• **WORK REQUIRED**: Output, without any change, the listing below from its opening line up to and including the line with "Sample: <point>552,165</point>".

• **AVAILABLE RECORDS**:
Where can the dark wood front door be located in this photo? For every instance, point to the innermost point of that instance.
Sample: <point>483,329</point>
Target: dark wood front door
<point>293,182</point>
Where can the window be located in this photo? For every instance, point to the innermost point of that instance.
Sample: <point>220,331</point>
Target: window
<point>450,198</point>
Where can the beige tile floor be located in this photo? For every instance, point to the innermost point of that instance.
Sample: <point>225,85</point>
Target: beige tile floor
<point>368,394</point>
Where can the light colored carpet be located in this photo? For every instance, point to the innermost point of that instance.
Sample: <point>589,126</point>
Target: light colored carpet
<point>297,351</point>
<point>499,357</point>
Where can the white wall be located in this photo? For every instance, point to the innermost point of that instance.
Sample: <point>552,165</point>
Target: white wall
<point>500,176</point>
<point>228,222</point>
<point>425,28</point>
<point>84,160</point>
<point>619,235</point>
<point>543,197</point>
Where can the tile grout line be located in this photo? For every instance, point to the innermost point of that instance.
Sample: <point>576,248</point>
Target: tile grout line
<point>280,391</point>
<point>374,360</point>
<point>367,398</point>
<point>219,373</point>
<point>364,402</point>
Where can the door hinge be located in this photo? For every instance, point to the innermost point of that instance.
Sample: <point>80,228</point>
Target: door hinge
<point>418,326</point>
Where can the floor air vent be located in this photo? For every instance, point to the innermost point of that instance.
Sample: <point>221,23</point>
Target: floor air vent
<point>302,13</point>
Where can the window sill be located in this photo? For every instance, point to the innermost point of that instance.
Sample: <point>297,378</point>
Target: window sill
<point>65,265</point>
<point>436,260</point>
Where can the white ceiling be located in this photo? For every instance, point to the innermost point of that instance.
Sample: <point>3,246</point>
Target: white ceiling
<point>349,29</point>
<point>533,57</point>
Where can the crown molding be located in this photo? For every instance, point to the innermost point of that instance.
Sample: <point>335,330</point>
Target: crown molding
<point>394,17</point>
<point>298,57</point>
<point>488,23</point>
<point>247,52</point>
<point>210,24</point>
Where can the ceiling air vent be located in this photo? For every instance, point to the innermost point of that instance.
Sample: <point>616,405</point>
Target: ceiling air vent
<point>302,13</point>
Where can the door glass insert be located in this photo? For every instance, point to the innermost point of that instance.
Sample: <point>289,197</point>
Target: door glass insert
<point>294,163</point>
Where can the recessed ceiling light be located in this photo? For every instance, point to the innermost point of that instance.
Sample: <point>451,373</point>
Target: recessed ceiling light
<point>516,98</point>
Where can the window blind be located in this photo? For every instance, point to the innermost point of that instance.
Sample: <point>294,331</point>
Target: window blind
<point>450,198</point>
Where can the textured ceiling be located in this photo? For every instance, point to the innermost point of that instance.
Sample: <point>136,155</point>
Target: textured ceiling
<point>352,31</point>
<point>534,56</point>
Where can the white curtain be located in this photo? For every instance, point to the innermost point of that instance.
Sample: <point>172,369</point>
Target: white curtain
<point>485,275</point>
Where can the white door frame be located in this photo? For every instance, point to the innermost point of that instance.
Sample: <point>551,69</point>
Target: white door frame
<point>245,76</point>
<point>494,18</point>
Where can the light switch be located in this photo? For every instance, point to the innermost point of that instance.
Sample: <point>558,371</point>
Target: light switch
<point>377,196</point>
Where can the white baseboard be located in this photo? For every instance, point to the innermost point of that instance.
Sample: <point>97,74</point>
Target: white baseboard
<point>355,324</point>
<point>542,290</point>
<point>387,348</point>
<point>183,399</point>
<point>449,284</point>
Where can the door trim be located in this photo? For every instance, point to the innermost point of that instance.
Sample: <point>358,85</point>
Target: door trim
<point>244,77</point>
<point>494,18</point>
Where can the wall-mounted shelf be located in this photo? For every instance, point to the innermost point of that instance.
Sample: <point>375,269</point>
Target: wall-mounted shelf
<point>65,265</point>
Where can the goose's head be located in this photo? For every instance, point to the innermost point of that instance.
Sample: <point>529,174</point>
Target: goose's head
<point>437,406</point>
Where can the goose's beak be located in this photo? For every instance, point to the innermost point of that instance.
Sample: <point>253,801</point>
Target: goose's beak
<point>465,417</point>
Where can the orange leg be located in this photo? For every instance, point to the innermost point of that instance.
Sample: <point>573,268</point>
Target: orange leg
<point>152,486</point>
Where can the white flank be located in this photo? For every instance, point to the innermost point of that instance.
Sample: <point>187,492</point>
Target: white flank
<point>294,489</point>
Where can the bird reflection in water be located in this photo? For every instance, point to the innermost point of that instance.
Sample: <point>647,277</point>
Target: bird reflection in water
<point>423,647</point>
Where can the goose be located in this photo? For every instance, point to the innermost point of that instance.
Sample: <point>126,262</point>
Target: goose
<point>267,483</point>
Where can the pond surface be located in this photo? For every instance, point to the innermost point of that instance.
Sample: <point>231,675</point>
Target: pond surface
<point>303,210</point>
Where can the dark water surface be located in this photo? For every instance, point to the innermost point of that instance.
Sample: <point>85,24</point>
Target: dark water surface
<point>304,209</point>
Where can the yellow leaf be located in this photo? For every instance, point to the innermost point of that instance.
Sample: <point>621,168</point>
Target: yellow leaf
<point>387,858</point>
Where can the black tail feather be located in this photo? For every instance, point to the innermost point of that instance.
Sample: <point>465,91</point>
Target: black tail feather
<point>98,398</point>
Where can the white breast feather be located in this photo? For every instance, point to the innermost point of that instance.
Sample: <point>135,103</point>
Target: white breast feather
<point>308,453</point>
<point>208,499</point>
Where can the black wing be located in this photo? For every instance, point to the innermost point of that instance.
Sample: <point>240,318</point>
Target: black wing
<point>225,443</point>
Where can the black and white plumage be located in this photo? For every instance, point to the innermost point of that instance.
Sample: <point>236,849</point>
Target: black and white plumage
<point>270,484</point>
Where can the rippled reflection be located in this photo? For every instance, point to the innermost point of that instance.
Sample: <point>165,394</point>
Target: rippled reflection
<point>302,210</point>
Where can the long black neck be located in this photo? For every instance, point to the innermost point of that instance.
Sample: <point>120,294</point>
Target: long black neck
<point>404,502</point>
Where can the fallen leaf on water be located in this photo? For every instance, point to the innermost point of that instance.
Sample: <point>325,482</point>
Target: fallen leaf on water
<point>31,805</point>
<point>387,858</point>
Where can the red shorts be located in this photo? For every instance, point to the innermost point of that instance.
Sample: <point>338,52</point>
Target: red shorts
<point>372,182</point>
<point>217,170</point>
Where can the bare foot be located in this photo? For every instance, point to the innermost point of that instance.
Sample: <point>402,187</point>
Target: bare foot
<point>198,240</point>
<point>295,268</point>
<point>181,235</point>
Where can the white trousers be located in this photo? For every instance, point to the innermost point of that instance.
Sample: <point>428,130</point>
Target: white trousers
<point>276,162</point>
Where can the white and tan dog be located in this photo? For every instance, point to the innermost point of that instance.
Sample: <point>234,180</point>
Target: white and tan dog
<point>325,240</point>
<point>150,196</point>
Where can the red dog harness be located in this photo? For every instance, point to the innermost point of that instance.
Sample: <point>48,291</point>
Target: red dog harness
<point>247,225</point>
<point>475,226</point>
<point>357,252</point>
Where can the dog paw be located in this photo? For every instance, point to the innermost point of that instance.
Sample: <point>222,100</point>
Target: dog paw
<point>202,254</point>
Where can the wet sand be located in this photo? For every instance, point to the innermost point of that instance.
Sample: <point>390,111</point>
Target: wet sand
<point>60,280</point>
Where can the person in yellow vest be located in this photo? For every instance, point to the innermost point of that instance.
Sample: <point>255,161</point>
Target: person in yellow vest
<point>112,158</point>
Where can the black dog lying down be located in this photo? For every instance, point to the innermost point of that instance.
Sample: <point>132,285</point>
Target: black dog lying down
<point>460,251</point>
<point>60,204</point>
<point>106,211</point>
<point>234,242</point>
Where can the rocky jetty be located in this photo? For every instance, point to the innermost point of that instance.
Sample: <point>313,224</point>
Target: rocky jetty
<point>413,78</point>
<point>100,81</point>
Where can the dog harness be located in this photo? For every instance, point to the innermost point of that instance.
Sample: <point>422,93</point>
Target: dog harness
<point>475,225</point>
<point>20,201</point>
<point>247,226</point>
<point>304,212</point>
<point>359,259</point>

• **THE ANSWER**:
Where can the dark wood front door be located in this photo? For every instance, point to the innermost point of that instance.
Sample: <point>483,329</point>
Target: dark wood front door
<point>293,182</point>
Where can the window be located in this photo? For every instance, point to the innermost point of that instance.
Sample: <point>220,331</point>
Target: window
<point>450,198</point>
Where can the beige tile floor be located in this photo? For every instance, point to the innermost point of that instance.
Sample: <point>225,85</point>
Target: beige tile floor
<point>368,394</point>
Where can the light colored carpet be located in this photo? For every instance, point to the innermost point of that instance.
Sample: <point>589,126</point>
Target: light colored carpet
<point>297,351</point>
<point>499,357</point>
Where can the white wall be located in this photo? For every instance, point to the innermost point of that instance.
Sample: <point>552,165</point>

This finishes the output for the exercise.